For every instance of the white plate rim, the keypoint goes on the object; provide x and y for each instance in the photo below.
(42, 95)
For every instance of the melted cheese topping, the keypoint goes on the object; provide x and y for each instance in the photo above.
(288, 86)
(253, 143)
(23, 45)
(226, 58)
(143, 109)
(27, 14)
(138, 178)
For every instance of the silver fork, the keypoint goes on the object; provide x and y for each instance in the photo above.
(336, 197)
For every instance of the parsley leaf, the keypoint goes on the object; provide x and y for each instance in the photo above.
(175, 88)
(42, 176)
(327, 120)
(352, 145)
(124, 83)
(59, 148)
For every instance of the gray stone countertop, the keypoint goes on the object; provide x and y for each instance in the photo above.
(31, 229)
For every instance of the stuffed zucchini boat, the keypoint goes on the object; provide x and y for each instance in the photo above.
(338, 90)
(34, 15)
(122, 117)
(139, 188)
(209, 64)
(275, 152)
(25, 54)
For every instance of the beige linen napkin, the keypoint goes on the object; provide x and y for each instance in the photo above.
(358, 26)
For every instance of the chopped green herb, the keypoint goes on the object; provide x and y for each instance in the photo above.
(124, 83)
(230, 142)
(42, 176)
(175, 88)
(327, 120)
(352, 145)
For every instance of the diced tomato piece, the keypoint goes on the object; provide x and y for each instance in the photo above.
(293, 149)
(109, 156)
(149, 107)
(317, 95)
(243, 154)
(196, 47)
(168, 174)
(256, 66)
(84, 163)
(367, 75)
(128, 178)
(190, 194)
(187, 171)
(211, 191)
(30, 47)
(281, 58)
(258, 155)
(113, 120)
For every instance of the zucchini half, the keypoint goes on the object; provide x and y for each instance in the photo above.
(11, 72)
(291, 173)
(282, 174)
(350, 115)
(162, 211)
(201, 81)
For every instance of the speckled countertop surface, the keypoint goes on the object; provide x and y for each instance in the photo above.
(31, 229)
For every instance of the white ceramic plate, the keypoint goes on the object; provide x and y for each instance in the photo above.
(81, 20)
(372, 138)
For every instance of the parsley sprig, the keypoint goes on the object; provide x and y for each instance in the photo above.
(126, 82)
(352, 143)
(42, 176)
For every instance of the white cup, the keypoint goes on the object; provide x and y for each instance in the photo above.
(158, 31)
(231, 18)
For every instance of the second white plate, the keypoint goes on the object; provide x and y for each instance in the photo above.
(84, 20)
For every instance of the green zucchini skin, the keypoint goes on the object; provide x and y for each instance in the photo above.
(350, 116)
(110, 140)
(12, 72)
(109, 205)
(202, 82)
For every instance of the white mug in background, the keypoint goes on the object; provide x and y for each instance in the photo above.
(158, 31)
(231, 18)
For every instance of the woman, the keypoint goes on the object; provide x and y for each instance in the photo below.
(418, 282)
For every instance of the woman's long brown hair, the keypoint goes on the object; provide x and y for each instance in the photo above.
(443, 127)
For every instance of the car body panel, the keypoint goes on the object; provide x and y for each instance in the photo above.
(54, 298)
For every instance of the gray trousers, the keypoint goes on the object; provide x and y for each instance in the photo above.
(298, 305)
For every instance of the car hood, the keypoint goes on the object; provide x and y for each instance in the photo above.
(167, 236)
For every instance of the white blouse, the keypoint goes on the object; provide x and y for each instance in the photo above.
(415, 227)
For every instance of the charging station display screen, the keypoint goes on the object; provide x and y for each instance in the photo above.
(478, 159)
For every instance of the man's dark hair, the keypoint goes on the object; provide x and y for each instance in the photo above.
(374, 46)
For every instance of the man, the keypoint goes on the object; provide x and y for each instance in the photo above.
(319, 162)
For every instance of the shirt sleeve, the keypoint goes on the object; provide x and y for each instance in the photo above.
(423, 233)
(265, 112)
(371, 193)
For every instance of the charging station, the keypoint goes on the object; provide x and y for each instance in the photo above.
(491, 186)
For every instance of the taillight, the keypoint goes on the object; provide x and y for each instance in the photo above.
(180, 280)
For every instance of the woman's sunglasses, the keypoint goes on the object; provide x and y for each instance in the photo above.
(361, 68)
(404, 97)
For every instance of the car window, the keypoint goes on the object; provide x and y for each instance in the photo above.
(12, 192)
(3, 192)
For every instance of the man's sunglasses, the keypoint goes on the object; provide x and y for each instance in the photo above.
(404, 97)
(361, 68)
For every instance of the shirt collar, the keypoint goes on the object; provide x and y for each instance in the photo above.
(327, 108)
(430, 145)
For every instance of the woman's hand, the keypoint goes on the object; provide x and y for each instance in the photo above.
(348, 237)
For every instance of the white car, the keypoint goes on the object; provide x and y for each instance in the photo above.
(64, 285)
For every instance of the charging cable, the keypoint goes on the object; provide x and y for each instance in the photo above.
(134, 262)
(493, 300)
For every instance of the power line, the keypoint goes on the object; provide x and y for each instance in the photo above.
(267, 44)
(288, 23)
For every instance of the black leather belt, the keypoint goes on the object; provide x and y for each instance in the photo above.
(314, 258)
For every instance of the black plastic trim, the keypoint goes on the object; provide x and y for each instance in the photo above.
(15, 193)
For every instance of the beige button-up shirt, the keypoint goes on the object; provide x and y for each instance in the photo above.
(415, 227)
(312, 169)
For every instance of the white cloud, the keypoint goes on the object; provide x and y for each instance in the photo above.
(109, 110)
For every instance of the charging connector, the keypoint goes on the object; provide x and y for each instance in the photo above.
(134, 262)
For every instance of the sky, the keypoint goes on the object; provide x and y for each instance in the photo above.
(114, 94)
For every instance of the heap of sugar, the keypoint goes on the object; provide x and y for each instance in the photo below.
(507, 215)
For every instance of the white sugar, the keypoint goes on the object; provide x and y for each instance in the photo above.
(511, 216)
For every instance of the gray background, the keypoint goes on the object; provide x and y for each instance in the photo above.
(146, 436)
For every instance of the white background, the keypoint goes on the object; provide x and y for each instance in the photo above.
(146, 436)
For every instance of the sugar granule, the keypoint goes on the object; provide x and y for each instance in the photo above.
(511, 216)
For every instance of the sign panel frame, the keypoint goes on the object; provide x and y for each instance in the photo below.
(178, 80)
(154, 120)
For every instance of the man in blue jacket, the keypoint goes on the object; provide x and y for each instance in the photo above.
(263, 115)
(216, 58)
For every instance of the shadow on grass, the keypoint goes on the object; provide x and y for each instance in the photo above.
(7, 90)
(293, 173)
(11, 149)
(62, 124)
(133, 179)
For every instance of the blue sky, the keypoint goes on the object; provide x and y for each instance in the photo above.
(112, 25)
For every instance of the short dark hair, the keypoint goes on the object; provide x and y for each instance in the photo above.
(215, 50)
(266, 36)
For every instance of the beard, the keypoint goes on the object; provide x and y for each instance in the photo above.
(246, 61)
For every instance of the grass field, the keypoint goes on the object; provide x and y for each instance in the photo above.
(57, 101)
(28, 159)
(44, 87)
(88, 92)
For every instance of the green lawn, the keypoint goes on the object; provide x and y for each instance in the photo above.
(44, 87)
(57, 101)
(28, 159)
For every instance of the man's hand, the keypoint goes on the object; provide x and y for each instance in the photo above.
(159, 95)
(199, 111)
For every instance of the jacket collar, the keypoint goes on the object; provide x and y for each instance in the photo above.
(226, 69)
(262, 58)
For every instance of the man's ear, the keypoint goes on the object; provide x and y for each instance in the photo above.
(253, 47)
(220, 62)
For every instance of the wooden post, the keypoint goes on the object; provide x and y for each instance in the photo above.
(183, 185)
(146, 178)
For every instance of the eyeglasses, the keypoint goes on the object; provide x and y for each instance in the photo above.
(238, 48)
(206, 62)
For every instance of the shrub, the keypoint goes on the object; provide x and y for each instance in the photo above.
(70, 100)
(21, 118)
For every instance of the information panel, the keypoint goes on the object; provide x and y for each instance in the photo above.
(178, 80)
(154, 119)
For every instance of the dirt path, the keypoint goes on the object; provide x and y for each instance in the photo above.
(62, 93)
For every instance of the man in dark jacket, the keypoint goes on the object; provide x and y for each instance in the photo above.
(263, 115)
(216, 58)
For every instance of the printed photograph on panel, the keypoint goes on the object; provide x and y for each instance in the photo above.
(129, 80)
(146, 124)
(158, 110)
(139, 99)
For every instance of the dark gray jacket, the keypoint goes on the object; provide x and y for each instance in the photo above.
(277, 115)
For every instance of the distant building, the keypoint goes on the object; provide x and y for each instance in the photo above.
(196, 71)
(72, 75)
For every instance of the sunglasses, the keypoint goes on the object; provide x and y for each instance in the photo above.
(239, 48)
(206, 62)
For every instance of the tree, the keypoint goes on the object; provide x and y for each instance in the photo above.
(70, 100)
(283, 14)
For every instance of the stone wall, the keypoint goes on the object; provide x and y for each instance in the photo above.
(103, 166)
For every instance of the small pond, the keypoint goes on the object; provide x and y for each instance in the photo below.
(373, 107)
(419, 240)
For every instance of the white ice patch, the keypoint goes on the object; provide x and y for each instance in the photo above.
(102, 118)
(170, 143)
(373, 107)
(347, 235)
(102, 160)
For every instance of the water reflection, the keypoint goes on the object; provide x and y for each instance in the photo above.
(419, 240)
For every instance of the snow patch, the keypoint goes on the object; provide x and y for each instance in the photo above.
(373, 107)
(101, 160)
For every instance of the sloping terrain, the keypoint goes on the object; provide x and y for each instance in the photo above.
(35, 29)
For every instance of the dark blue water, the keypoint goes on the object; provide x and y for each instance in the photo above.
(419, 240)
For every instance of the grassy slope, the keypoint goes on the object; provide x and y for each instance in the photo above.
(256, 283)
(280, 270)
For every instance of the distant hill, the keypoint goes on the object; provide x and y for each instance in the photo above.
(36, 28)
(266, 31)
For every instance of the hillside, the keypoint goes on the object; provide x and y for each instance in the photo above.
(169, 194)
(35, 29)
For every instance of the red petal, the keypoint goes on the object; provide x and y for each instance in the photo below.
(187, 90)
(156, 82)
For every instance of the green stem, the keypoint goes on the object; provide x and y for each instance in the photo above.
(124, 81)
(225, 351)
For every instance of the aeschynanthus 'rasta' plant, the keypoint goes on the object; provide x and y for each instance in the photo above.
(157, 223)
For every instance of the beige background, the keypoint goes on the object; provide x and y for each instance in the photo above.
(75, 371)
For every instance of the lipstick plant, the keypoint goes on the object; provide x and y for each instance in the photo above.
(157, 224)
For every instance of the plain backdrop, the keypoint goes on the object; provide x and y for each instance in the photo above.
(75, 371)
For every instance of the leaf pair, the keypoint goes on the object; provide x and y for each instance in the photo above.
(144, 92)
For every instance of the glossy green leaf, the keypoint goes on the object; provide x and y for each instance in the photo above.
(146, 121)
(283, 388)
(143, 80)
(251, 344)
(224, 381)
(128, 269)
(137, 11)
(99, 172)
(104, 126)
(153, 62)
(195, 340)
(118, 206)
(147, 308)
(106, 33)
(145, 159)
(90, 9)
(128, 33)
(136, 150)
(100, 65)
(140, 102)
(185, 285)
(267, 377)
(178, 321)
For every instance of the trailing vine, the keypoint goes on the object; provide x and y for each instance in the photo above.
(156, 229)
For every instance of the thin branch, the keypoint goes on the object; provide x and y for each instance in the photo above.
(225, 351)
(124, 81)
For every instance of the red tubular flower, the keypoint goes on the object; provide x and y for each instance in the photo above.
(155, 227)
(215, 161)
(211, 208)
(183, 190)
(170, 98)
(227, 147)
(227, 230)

++++++++++++++++++++

◆ **What to produce**: Lines from the one containing "For every instance of the trailing" through the final line are to be given again verbatim, with nothing before or after.

◆ **Final answer**:
For every instance of the trailing vine, the keypoint goes on the object; provide x and y for each instance in the photo above.
(156, 229)
For every instance of the thin branch, the keypoint goes on the object; provide x and y for each instance in the photo above.
(225, 351)
(124, 81)
For every instance of the red tubular flower, the keypoint goes on the object; provide x and y for each instance in the photo above.
(155, 227)
(215, 161)
(211, 208)
(183, 190)
(170, 98)
(227, 147)
(227, 230)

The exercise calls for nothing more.